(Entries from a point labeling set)
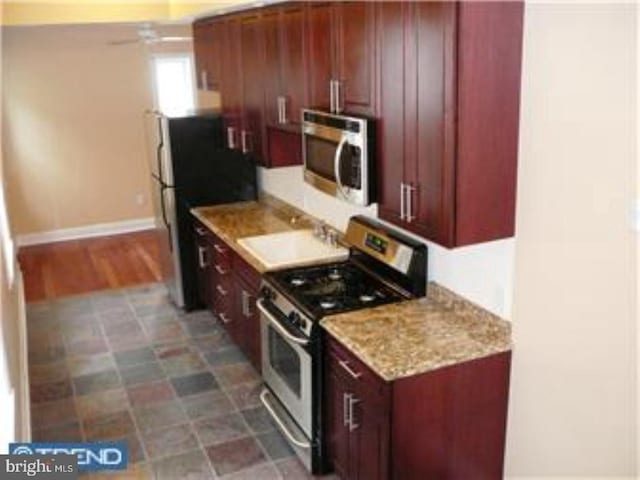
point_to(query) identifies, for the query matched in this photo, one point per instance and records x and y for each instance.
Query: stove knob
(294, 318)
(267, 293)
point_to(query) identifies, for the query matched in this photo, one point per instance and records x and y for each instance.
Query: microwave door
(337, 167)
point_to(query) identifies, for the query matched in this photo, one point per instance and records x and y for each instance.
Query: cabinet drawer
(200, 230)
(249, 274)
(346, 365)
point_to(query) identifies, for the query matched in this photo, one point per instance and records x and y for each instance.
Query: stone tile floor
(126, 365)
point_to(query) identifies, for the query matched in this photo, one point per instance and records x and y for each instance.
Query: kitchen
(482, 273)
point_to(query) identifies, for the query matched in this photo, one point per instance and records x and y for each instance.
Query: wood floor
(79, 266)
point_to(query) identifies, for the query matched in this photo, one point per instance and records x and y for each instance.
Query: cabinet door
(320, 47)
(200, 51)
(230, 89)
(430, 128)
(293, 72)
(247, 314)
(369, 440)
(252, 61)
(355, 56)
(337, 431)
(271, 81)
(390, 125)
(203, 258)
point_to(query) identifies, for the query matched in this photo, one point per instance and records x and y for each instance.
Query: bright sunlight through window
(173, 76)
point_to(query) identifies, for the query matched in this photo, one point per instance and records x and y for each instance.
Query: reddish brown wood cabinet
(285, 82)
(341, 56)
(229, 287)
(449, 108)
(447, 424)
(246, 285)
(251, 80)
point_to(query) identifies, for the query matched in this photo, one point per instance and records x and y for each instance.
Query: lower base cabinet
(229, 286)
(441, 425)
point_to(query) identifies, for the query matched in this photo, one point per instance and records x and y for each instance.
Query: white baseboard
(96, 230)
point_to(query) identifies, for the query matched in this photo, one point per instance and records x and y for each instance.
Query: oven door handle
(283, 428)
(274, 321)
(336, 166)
* * *
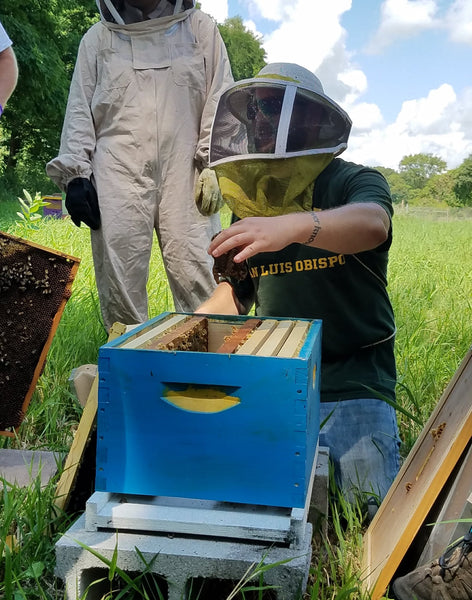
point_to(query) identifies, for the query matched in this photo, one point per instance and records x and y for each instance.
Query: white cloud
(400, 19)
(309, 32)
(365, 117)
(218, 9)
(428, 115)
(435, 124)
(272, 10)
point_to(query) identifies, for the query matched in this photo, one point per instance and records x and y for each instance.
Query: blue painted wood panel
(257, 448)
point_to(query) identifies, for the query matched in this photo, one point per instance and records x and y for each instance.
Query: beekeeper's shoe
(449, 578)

*Exercise instructions*.
Pick out each line in the entries above that contains the word "white", and copy those lines.

*Finished answer*.
Query: white baseboard
Query: white cloud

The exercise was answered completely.